(Written task):
Which lines in the rows below contain the string "green"? List each one in full, treating uppercase and lowercase as different.

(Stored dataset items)
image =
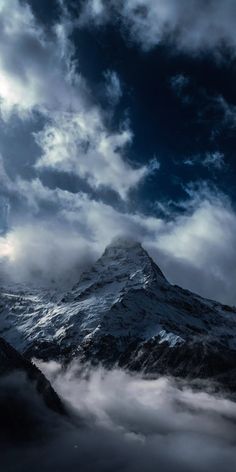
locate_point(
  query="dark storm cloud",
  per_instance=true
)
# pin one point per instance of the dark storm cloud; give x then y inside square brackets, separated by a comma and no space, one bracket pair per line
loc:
[40,83]
[194,26]
[125,423]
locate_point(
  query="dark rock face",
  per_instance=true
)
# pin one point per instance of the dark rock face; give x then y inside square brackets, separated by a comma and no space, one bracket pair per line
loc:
[123,311]
[27,400]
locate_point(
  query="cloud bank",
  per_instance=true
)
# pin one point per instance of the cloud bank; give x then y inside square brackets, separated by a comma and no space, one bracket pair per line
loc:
[124,422]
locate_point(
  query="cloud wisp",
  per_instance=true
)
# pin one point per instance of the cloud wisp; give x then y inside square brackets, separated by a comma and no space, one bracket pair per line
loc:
[128,423]
[193,26]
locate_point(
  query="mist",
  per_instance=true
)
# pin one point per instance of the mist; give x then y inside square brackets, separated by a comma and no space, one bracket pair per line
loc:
[123,422]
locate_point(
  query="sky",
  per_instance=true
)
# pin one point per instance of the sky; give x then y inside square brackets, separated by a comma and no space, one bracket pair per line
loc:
[118,118]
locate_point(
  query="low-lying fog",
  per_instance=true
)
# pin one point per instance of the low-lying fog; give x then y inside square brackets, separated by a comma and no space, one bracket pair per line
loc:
[128,424]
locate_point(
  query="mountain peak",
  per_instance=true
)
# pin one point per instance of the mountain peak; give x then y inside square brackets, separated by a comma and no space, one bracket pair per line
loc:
[124,243]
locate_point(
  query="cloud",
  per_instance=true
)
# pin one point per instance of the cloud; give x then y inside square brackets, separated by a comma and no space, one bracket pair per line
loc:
[113,87]
[128,423]
[195,247]
[193,26]
[178,83]
[38,74]
[211,160]
[80,144]
[36,68]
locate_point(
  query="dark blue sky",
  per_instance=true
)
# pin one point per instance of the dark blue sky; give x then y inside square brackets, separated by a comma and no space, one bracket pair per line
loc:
[119,117]
[172,125]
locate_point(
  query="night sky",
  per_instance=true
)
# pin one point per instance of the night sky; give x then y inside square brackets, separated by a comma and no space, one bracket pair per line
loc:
[119,117]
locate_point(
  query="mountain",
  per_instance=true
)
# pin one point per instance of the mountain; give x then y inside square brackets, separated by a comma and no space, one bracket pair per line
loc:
[26,397]
[124,311]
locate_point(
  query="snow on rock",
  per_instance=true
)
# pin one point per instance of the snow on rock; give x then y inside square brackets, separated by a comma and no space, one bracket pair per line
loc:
[123,295]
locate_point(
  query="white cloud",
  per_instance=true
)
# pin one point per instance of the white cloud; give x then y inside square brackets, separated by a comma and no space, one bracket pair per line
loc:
[37,73]
[81,144]
[195,249]
[113,87]
[211,160]
[36,69]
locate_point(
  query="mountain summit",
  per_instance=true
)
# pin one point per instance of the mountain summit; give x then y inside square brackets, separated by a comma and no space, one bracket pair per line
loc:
[123,310]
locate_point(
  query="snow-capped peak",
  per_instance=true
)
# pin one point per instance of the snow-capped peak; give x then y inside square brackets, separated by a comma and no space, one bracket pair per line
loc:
[124,265]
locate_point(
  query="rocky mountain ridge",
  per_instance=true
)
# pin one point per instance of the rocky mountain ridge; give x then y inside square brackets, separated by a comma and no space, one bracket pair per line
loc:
[124,311]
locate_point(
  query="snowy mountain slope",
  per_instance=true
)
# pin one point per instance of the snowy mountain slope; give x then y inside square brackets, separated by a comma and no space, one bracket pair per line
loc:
[25,395]
[122,309]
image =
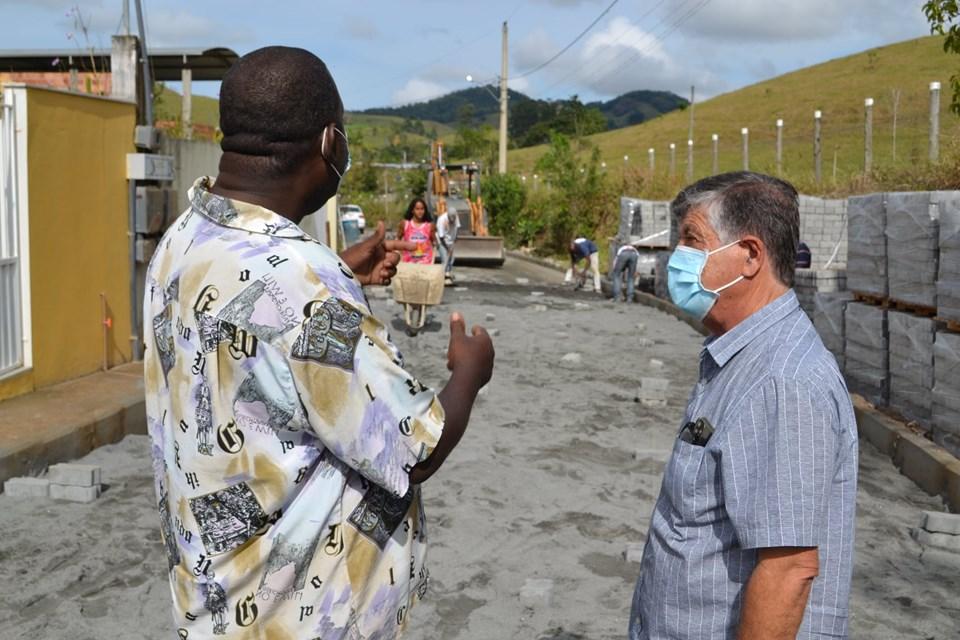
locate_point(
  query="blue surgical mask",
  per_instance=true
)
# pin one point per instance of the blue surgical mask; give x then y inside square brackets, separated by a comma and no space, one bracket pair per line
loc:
[333,166]
[683,280]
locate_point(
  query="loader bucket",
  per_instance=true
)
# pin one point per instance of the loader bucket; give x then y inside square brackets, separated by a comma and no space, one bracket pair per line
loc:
[478,250]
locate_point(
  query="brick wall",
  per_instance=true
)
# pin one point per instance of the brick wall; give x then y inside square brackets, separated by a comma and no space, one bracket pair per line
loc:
[823,224]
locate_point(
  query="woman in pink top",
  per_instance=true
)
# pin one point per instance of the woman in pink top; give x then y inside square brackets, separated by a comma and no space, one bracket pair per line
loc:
[417,226]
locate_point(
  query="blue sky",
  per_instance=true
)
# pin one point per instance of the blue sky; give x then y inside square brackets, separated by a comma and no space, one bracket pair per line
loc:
[395,52]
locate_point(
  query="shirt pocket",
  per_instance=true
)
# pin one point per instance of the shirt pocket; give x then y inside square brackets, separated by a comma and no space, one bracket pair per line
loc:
[683,480]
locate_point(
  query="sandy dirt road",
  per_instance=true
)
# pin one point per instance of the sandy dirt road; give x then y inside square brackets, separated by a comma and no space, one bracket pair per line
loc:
[554,480]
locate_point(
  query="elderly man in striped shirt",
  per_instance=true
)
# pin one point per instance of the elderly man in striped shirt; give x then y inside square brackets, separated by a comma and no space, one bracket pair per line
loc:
[752,535]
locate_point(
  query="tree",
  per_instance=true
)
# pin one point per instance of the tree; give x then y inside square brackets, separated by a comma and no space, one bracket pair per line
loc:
[504,197]
[942,16]
[581,196]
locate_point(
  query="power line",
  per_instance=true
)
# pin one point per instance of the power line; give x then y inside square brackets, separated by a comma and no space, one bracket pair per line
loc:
[573,42]
[460,48]
[616,55]
[676,25]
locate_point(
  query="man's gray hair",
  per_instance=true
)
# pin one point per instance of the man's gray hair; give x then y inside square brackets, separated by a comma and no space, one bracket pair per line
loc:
[744,202]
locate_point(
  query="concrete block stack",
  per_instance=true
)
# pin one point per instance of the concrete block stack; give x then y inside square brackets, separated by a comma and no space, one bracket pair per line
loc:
[946,391]
[808,283]
[911,365]
[948,278]
[866,352]
[912,230]
[74,482]
[823,229]
[867,249]
[828,310]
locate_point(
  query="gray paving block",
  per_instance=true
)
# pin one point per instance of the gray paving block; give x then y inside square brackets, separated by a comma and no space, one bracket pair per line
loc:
[634,552]
[940,540]
[77,475]
[27,487]
[536,593]
[941,522]
[74,494]
[867,244]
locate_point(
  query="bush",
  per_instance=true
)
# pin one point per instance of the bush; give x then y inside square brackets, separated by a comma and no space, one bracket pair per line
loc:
[504,198]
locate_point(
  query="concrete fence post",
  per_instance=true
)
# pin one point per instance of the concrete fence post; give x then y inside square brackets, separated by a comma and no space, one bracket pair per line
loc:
[934,121]
[745,135]
[867,135]
[716,153]
[817,150]
[186,102]
[779,146]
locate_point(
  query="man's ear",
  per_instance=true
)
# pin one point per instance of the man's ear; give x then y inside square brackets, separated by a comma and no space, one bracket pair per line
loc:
[756,255]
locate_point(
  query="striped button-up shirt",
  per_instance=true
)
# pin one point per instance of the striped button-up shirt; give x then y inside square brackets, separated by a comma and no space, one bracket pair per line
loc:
[780,470]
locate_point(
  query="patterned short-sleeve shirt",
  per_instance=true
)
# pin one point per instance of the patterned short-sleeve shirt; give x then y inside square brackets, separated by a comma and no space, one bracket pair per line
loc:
[283,428]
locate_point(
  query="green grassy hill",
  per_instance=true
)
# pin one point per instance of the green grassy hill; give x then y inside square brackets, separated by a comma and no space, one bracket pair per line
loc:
[376,132]
[837,87]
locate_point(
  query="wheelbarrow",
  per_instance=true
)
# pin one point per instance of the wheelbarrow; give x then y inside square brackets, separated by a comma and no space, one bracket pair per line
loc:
[417,286]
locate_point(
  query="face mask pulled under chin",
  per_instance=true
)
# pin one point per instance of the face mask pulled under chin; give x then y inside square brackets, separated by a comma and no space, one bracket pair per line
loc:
[683,280]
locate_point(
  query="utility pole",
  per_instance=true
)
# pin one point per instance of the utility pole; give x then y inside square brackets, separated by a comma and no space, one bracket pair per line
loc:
[716,153]
[867,135]
[186,101]
[934,121]
[503,102]
[817,151]
[745,134]
[779,146]
[895,94]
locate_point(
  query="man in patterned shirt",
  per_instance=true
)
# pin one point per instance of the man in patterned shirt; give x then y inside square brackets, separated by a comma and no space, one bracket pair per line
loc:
[288,441]
[752,535]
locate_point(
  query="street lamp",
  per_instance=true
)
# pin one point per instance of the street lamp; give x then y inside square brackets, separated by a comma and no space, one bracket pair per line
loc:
[502,101]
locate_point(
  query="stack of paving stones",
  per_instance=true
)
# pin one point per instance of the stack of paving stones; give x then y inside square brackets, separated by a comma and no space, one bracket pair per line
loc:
[73,482]
[938,529]
[807,283]
[867,248]
[823,229]
[948,279]
[912,230]
[828,309]
[946,391]
[911,365]
[866,352]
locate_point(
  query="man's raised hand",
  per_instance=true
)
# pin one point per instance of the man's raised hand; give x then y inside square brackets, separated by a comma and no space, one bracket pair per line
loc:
[374,260]
[471,355]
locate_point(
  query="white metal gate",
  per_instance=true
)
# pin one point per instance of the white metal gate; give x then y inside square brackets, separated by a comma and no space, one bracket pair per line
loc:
[11,313]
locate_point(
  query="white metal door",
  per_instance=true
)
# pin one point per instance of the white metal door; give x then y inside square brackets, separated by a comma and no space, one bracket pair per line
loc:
[11,312]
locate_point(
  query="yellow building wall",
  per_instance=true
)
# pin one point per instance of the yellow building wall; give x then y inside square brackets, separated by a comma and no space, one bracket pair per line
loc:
[79,248]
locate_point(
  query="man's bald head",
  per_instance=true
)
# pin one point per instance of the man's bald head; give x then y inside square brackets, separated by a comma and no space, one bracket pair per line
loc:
[274,105]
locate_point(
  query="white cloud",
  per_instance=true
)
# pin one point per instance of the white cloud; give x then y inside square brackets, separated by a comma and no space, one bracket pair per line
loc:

(Exercise result):
  query="green grassy hill",
# pin one point per instance of the green grassy hill; give x then y inside square brackets, separated by a comma and no space, one bracket pair per line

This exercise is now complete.